- [Instructions to follow]: Your answer should be the lines of the data below that contain "window".
═════ Records for the exercise ═════
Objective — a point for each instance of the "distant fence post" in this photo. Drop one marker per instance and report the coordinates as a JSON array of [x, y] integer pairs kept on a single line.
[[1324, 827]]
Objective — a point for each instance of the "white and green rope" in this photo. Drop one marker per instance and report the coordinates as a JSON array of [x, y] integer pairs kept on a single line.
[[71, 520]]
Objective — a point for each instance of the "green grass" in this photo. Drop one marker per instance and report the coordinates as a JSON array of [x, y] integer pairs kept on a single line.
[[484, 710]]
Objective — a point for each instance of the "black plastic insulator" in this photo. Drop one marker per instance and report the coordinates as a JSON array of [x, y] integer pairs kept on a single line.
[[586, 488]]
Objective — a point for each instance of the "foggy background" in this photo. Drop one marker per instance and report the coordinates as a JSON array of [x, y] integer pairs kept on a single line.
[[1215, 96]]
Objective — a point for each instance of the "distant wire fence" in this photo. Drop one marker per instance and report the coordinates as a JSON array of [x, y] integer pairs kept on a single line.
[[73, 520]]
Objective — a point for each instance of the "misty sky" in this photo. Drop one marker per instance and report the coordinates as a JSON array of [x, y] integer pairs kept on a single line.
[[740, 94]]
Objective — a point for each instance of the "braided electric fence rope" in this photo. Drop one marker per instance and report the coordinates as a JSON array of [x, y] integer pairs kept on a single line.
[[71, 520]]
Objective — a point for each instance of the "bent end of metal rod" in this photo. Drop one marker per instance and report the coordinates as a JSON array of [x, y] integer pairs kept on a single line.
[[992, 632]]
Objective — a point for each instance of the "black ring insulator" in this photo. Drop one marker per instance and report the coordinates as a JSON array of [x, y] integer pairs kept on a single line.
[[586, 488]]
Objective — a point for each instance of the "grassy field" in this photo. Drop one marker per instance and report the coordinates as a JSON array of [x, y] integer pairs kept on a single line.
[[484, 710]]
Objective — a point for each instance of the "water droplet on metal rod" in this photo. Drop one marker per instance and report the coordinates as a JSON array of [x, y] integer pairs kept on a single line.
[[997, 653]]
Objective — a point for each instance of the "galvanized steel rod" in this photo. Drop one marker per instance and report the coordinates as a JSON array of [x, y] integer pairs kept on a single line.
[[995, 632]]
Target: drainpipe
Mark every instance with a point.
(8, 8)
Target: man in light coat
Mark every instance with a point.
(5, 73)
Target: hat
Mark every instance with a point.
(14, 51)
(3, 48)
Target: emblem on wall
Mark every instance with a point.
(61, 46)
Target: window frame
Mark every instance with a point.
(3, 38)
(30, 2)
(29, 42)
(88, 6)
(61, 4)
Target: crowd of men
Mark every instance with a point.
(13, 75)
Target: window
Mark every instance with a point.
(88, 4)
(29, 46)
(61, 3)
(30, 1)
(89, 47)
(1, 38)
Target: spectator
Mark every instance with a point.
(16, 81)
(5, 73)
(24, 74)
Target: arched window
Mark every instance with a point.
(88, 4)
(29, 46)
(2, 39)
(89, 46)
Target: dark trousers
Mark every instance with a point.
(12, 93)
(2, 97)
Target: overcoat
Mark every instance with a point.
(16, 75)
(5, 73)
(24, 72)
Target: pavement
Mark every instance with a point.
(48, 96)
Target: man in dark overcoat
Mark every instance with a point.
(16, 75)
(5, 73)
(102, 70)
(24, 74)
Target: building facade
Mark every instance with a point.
═════
- [The answer]:
Target: window frame
Target: window
Target: arched window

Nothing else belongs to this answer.